• DIRECTIONS:
In the celebrity news column, copy the part from "Eunice Kennedy Shriver" to "condition as stable." word for word.

• PROVIDED TEXT:
Effi Barry's planned book will not be full of juicy tidbits on the sensational life and times of her husband, former mayor Marion Barry. According to columnist Liz Smith, Barry's estranged wife is at work on a "self-help" book to assist others in finding themselves. When asked about dealing with the inevitable pressure from people wanting to know more about the Barrys' private lives, Mrs. Barry replied: "Well, I will just do the best I can. I could not write that other kind of book. And I will just answer that my husband is a good man, who has helped many people. And I will say that everyone should try to be more understanding and forgiving of him because anything he did is the result of an illness and not of a meanness." Costner the Golden Boy

Kevin Costner got a few more feathers for his cap, as his directorial debut "Dances With Wolves" won three Golden Globe awards during ceremonies in Los Angeles Saturday. The Western epic won Best Dramatic Motion Picture laurels, Costner was named Best Director, and Michael Blake was honored for Best Screenplay. The Golden Globes are awarded by the 80 voting members of the Hollywood Foreign Press Association and are considered a good indicator of upcoming Oscar winners. Jeremy Irons won for Best Actor in a Drama for his portrayal of Claus von Bulow in "Reversal of Fortune," and the ubiquitous Gerard Depardieu won for Best Actor in a Comedy for his role in "Green Card." Kathy Bates won the Best Dramatic Actress award for her role as a deranged fan in "Misery," while Julia Roberts was named Best Actress in a Comedy for "Pretty Woman." The Best Foreign Film award went to "Cyrano de Bergerac," which also stars Depardieu in the title role.

In the television awards, "Cheers" won three Globes; it won the Best Comedy Series award while Ted Danson and Kirstie Alley won for Best Actor and Actress in a Comedy Series. David Lynch's "Twin Peaks" also won big, taking the award for Best Dramatic Series, with star Kyle MacLachlan winning for Best Actor in a Dramatic Series. Sharon Gless and Patricia Wettig shared honors for Best Actress in a Dramatic Series for their respective work in "The Trials of Rosie O'Neill" and "thirtysomething." Terrorism Threat Cancels Dance

The war in the Persian Gulf continues to have repercussions far beyond the geopolitical arena. While the aforementioned Golden Globe ceremonies suffered minor delays because of metal detectors and bomb-sniffing dogs, the threat of terrorism has caused Martha Graham to cancel her dance company's planned performances this week at the Paris Opera. Graham, in a letter to opera President Pierre Berge, said her decision was prompted by a letter received last week from Sanford Wolff of the American Guild of Musical Artists. Wolff's letter invoked a guild clause that says dancers must not be placed in life-threatening situations. The 96-year-old dance pioneer said in her letter to Berge she was "taken aback by the dancers' labor union," but acknowledged "the threat of terrorist activities, whether real or imagined is a powerful force." Shriver at Johns Hopkins

Eunice Kennedy Shriver was transferred from Sibley Memorial Hospital in Washington to Johns Hopkins Hospital in Baltimore Friday, where she will be treated for injuries suffered in an auto accident here on Wednesday. Her husband, Sargent Shriver, said in a statement that she was "eager to come to Hopkins because they have the best orthopedic specialists, and we have many friends at Johns Hopkins and in Baltimore." Shriver broke both arms in the head-on collision, and the hospital lists her condition as stable.

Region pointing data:
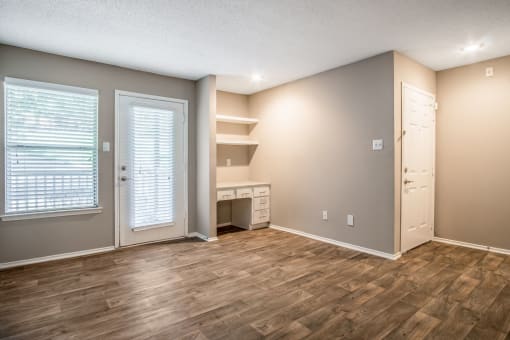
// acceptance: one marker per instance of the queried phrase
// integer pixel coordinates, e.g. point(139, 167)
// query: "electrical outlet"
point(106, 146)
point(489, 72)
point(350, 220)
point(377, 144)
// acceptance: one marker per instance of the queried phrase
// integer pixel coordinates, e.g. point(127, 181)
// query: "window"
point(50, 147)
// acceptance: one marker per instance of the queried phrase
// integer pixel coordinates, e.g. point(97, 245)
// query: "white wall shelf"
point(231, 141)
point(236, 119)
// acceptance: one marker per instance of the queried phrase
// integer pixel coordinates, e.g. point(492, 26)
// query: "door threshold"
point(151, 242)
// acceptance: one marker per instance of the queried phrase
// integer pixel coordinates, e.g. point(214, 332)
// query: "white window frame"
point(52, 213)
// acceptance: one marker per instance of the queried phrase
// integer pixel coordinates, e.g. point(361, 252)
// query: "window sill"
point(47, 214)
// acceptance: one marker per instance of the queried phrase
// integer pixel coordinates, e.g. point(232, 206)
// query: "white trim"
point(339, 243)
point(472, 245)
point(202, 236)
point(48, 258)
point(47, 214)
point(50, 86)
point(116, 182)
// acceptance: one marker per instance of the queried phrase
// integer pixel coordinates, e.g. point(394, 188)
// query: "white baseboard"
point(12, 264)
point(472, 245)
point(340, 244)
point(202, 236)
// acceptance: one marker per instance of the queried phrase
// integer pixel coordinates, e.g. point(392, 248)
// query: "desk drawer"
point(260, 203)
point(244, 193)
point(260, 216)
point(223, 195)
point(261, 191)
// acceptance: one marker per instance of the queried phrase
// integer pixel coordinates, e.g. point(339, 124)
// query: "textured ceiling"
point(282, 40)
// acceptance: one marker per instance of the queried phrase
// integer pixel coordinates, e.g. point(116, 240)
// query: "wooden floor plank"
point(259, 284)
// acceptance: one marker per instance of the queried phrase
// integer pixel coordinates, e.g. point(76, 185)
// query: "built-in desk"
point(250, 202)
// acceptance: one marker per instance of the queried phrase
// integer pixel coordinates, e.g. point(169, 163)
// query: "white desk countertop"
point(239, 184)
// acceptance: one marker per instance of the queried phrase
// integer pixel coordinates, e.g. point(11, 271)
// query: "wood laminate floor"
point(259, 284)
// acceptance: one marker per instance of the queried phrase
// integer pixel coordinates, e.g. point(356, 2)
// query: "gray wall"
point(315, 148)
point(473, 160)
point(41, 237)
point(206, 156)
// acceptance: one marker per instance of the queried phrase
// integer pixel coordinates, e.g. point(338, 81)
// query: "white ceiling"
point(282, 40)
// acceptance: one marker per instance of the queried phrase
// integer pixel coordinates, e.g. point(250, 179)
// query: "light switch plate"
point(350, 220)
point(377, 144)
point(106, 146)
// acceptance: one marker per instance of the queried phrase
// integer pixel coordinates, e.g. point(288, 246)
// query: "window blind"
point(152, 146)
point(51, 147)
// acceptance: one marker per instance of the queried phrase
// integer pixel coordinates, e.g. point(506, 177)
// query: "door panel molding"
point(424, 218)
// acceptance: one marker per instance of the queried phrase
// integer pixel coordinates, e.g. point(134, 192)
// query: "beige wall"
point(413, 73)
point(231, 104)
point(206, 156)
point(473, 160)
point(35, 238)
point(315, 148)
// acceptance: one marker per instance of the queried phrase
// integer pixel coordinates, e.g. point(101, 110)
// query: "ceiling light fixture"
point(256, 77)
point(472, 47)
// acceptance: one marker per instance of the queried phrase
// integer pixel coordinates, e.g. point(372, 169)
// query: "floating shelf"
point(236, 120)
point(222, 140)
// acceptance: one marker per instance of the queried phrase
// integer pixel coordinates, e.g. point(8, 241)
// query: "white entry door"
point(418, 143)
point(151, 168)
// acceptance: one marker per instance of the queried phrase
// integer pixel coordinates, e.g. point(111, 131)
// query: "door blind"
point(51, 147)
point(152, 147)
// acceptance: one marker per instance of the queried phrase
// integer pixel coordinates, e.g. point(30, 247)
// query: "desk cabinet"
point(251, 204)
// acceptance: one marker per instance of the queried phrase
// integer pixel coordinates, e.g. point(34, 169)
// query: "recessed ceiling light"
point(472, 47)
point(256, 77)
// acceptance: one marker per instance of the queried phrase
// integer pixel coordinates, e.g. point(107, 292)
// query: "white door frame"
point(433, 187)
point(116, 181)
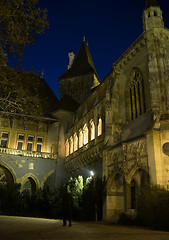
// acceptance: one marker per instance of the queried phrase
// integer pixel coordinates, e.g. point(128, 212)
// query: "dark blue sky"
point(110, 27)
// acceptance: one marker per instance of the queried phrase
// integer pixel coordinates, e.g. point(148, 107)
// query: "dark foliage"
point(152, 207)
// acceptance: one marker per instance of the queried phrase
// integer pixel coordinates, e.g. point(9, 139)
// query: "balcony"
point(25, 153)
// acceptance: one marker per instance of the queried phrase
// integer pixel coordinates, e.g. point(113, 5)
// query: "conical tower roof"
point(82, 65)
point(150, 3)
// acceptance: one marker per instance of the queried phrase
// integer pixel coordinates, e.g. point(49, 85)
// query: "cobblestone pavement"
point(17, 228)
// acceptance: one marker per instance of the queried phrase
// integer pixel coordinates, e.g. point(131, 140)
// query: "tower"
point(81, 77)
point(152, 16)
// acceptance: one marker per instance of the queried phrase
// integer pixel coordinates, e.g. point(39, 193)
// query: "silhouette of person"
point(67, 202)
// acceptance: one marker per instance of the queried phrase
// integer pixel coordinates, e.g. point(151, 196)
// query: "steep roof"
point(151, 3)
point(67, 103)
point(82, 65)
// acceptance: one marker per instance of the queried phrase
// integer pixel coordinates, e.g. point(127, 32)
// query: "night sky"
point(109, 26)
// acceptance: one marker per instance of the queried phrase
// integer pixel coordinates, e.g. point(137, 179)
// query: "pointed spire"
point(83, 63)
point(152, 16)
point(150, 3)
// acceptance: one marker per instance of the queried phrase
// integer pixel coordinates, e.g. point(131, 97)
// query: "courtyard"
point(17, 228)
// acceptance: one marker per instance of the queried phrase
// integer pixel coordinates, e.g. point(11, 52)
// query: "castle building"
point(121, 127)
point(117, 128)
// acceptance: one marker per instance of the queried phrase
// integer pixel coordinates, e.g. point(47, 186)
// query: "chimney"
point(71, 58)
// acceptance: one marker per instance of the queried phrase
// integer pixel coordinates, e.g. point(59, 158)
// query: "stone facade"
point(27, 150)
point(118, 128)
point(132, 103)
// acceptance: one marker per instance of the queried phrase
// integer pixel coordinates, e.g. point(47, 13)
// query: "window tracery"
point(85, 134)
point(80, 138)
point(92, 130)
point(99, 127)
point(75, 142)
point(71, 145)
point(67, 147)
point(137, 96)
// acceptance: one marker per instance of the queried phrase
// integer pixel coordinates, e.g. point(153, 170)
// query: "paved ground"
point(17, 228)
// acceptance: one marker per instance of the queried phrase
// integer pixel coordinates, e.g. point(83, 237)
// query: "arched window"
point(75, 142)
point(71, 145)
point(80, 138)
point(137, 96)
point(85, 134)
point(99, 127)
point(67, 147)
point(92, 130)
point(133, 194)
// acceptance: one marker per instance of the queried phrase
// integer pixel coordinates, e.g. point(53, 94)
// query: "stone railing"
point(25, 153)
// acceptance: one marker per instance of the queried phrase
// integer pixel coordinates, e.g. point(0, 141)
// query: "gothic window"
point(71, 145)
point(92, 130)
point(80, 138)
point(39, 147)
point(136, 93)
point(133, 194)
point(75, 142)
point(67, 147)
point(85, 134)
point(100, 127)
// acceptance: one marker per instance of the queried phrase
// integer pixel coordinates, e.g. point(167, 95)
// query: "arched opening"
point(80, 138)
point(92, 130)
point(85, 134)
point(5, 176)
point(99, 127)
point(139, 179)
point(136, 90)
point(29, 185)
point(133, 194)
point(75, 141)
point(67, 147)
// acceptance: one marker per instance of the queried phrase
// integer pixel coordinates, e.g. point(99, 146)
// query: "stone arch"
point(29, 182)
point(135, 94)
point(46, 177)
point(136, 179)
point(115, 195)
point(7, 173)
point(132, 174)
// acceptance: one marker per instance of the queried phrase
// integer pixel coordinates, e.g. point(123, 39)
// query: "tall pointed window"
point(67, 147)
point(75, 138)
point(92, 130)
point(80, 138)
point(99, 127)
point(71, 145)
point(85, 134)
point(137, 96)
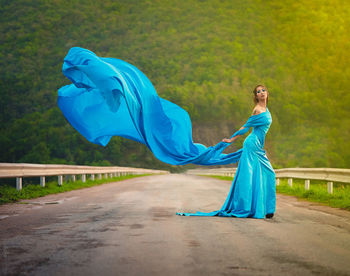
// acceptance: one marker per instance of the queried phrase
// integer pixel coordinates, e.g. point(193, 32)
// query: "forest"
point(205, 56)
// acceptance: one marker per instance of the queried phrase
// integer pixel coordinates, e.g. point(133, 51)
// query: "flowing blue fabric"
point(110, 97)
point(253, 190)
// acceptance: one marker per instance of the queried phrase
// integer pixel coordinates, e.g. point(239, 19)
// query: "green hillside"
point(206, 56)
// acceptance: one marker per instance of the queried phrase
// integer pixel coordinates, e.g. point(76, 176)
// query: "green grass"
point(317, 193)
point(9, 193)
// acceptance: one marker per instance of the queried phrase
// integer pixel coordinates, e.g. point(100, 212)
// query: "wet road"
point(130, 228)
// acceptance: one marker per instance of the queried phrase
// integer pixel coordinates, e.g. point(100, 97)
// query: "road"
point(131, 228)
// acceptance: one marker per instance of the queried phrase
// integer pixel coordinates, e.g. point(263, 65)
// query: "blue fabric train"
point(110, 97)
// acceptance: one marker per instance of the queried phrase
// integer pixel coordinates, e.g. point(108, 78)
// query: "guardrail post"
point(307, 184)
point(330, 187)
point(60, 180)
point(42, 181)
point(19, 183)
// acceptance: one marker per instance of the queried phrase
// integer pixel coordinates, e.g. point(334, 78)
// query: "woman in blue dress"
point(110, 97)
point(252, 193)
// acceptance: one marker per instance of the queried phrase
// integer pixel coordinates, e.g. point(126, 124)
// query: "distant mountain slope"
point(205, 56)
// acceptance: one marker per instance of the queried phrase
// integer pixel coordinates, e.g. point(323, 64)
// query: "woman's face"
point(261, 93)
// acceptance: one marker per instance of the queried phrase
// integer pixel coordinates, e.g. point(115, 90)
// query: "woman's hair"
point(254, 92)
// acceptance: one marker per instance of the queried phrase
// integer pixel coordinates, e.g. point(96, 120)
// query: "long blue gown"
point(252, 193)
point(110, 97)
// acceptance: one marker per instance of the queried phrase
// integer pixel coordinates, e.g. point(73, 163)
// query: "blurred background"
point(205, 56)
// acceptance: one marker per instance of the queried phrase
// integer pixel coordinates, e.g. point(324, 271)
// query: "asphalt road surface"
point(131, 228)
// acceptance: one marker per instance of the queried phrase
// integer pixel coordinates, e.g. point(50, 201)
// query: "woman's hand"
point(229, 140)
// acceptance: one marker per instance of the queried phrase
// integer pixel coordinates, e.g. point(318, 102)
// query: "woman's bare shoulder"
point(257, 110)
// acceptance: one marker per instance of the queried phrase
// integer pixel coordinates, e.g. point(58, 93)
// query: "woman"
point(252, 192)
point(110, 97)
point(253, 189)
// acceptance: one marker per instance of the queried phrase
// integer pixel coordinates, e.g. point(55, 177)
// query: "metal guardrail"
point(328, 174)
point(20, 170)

...

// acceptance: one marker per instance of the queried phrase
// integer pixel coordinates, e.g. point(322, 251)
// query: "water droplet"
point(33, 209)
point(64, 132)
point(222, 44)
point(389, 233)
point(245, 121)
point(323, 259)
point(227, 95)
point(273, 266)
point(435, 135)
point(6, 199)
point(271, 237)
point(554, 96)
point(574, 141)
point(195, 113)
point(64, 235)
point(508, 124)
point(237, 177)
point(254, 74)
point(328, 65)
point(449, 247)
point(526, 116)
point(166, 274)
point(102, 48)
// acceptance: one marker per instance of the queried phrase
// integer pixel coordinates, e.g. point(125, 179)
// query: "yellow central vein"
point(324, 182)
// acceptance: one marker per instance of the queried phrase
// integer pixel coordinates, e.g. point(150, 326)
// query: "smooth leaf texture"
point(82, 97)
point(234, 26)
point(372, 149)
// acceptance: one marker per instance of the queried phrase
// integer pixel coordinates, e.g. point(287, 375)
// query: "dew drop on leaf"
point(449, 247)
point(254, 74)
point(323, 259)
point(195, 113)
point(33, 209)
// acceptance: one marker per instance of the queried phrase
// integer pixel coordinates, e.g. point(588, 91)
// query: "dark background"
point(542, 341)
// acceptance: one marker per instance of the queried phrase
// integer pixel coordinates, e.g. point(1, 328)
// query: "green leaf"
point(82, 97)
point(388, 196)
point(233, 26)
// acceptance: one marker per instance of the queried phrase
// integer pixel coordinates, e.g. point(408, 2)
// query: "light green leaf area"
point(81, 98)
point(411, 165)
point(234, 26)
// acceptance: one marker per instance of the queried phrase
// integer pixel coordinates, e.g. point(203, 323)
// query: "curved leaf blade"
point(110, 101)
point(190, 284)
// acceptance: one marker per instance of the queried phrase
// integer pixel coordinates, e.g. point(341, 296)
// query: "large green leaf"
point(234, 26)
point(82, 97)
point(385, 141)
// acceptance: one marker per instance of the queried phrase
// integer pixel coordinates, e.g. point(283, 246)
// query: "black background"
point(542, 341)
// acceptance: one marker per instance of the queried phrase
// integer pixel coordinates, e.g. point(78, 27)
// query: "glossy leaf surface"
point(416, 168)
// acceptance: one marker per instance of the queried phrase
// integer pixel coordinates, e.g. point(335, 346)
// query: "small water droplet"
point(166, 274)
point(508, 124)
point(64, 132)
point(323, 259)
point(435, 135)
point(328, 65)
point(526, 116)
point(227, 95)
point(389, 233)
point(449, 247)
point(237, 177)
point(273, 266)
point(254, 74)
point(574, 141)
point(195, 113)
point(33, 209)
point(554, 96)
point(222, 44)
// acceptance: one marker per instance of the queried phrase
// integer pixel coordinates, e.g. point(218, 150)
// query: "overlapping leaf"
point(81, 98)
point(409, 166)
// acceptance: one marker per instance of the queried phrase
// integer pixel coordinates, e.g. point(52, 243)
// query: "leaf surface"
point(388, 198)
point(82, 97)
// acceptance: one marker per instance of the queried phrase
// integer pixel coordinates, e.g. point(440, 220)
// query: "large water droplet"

...

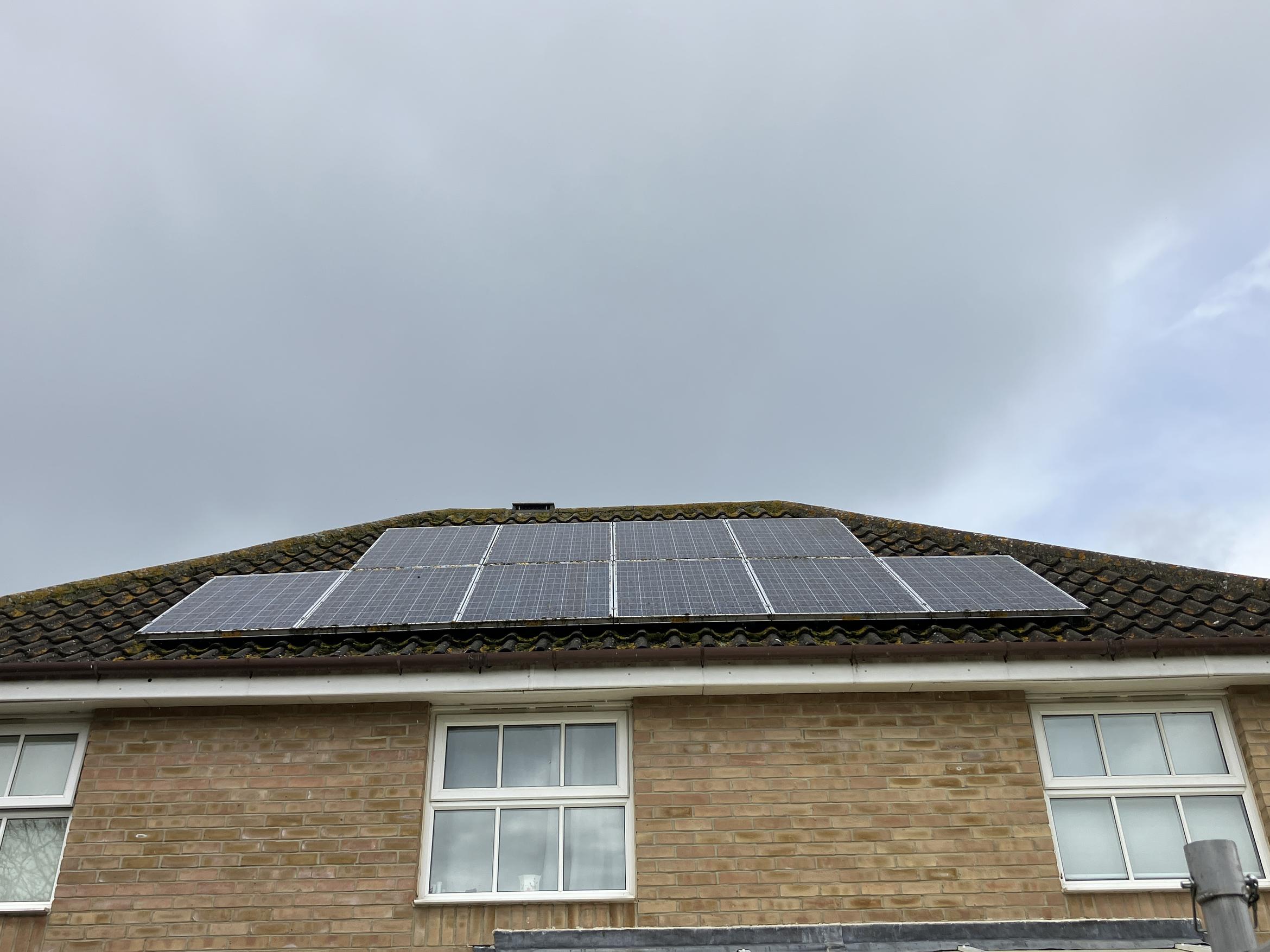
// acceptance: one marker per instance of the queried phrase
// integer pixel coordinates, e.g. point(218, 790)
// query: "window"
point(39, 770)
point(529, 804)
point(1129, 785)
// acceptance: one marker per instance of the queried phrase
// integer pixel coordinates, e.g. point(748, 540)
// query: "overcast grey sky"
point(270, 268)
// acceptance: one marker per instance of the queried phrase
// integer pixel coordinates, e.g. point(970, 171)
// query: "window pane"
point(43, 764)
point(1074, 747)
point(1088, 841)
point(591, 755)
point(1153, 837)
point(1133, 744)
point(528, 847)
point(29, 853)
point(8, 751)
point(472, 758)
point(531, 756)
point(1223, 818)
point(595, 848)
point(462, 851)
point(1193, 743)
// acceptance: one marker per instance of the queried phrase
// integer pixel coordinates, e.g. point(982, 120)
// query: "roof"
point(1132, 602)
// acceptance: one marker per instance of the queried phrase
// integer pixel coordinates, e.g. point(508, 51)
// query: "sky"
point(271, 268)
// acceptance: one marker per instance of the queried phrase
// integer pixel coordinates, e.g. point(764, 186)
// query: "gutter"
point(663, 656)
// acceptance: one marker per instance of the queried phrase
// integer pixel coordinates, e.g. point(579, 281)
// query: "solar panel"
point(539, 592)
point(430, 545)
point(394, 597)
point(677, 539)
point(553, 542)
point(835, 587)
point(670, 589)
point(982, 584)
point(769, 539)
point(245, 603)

• SOLVED EXERCISE:
Eunice Kennedy Shriver was transferred from Sibley Memorial Hospital in Washington to Johns Hopkins Hospital in Baltimore Friday, where she will be treated for injuries suffered in an auto accident here on Wednesday. Her husband, Sargent Shriver, said in a statement that she was "eager to come to Hopkins because they have the best orthopedic specialists, and we have many friends at Johns Hopkins and in Baltimore." Shriver broke both arms in the head-on collision, and the hospital lists her condition as stable.